Task to complete: Please pick out and copy every line of the material below that contains the word "refrigerator". Case counts when matching.

Dataset items
——

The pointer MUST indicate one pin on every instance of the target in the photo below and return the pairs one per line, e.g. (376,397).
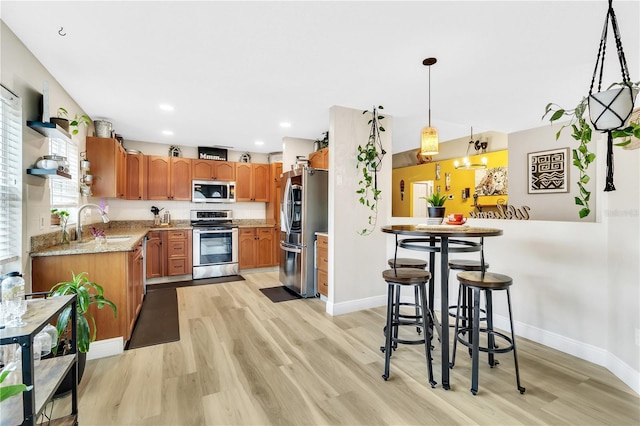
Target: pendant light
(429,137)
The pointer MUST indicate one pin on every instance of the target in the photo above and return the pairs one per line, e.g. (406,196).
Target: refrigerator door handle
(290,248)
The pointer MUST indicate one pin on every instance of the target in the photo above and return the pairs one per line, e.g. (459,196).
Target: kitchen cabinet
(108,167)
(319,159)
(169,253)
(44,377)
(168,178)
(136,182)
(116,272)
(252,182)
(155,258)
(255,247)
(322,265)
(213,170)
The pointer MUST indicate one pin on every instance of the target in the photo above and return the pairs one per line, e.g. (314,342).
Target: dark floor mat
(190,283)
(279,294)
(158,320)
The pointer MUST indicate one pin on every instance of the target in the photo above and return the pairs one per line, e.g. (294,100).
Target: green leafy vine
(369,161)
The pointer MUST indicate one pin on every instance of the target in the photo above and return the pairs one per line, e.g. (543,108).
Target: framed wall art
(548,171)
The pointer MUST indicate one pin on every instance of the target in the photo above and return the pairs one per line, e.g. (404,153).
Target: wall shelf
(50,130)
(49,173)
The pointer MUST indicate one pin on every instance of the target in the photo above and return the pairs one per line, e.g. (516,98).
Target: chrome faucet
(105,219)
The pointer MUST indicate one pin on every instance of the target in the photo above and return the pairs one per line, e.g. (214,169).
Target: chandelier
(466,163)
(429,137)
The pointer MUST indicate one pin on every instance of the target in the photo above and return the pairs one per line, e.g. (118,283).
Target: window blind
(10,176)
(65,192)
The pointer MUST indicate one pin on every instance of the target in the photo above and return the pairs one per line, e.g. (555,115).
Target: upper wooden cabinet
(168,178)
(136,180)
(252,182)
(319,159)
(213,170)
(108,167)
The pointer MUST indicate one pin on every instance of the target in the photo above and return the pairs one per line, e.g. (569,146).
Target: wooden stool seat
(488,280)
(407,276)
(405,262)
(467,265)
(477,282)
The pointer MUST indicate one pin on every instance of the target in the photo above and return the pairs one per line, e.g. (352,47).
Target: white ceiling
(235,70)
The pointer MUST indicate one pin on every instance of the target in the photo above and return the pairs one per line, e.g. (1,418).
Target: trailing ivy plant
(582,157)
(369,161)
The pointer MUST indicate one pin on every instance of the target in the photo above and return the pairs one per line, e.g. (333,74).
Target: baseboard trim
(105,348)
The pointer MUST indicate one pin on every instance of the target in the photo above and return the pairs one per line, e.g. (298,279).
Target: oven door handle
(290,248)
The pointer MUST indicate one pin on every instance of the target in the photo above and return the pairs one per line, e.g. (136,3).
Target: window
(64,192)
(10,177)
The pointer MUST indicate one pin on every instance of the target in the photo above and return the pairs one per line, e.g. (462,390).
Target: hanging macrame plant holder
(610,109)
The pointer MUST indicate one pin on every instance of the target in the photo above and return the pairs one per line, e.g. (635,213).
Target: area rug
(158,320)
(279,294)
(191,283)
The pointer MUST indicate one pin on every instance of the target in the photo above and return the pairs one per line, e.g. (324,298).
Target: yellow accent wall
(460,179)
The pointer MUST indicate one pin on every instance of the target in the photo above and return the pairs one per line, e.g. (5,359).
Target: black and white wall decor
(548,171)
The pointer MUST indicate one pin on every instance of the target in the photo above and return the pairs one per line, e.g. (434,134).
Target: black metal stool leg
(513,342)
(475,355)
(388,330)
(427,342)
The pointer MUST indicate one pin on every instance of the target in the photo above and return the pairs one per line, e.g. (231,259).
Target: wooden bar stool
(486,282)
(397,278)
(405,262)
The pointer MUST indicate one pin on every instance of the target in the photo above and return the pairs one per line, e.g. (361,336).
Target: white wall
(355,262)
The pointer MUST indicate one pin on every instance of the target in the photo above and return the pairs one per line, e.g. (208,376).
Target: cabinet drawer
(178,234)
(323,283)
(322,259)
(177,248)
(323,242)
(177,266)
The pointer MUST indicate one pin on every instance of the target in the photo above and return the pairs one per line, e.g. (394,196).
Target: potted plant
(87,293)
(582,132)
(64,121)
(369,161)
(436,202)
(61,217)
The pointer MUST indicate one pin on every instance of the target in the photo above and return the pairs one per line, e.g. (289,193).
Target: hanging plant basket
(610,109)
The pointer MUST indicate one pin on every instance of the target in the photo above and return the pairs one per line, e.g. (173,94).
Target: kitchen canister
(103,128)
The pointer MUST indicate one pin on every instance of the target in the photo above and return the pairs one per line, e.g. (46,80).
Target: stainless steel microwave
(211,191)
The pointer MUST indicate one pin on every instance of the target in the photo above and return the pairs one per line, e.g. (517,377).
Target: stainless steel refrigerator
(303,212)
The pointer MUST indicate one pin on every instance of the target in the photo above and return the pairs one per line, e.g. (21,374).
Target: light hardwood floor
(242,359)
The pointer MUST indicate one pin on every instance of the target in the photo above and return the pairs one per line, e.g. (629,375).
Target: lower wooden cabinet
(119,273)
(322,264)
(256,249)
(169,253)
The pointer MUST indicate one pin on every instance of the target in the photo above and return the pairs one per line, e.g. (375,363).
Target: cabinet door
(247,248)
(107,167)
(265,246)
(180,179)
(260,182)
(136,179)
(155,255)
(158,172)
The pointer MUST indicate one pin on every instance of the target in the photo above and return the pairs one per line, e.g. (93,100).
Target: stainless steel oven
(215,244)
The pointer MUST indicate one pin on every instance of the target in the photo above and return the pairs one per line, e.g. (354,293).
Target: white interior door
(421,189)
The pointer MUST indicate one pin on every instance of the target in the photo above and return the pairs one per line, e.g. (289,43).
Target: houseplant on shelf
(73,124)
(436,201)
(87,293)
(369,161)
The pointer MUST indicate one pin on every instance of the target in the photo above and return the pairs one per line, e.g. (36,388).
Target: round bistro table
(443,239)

——

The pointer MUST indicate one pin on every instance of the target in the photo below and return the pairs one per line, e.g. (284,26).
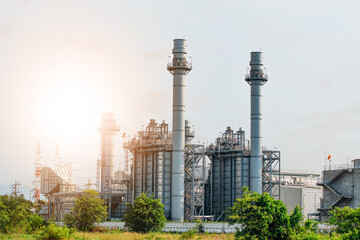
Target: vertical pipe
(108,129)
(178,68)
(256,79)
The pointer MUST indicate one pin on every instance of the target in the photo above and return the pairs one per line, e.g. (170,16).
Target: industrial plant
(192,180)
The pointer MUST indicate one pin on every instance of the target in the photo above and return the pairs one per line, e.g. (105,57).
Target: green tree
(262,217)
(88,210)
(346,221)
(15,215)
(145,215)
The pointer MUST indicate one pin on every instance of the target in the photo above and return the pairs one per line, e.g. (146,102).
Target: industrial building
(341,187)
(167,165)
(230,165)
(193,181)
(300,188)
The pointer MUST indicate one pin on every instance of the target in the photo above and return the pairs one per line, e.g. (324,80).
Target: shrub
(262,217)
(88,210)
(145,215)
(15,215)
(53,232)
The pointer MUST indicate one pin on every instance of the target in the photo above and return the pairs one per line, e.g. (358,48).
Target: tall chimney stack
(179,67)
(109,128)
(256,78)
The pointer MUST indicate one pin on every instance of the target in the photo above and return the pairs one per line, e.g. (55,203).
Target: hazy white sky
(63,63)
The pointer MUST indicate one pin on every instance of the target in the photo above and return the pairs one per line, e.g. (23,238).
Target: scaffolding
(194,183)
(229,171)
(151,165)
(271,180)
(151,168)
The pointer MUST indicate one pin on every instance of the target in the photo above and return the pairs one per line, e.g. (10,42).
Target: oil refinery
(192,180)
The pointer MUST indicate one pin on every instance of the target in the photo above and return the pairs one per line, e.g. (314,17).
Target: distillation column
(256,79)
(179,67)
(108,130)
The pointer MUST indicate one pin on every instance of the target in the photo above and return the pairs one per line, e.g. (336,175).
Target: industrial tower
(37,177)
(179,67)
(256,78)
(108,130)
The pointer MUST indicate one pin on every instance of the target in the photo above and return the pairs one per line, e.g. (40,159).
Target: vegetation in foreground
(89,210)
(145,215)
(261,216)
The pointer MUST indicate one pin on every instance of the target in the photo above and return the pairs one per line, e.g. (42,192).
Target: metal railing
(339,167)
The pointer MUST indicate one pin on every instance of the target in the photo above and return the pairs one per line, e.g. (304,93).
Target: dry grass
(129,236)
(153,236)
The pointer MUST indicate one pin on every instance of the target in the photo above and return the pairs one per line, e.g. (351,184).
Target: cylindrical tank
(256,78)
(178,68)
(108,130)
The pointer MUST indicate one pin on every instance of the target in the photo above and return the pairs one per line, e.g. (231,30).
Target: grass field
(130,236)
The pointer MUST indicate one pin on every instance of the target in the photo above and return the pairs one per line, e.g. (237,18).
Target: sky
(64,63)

——

Right answer:
Target: refrigerator door handle
Target: stainless steel refrigerator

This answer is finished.